Exercise
Write out each line of the entries exactly, starting at the first and finishing with the line that contains "Scan for setting sun.".

Data supplied

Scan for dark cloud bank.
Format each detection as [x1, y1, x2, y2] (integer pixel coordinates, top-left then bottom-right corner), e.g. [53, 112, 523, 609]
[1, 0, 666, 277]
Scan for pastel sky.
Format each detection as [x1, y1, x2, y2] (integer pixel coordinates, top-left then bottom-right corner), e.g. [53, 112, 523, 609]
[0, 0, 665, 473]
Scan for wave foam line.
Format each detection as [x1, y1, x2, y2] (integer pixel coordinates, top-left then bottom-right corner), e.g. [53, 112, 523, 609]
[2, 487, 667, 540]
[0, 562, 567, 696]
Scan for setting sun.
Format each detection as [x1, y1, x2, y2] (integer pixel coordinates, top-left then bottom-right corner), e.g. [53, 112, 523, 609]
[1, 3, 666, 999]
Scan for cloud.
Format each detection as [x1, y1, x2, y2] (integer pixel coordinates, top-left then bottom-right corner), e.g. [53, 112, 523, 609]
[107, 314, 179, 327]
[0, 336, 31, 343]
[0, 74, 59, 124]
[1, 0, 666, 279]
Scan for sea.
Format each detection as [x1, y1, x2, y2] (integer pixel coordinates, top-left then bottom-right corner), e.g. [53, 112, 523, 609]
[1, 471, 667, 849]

Exercise result
Scan for dark cloud bank.
Format each detection as [x1, y1, x2, y2] (integer pixel coordinates, top-left then bottom-right corner), e.g. [53, 112, 523, 609]
[1, 0, 666, 277]
Scan for pastel sky.
Format each detection as [x1, y1, x2, y2] (integer pixel coordinates, top-left then bottom-right corner), e.g. [53, 112, 523, 609]
[0, 0, 665, 473]
Scan for wave foam line.
Format each detection as [x1, y1, x2, y2] (integer pixel coordinates, top-left then bottom-right corner), e.g. [53, 112, 523, 609]
[2, 487, 667, 540]
[0, 562, 567, 696]
Scan for setting sun.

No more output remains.